### Stated exercise
Can you recast the rows below as a JSON list of strings, with one string for each line and blank lines left out?

### Input material

====

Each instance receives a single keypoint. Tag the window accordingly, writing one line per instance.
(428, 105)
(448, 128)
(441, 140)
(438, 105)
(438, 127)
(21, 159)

====

### Completed task
[
  "Each instance receives a single keypoint. Tag the window accordingly, writing one line per instance.",
  "(428, 105)",
  "(448, 128)",
  "(441, 140)",
  "(438, 105)",
  "(438, 127)",
  "(21, 159)"
]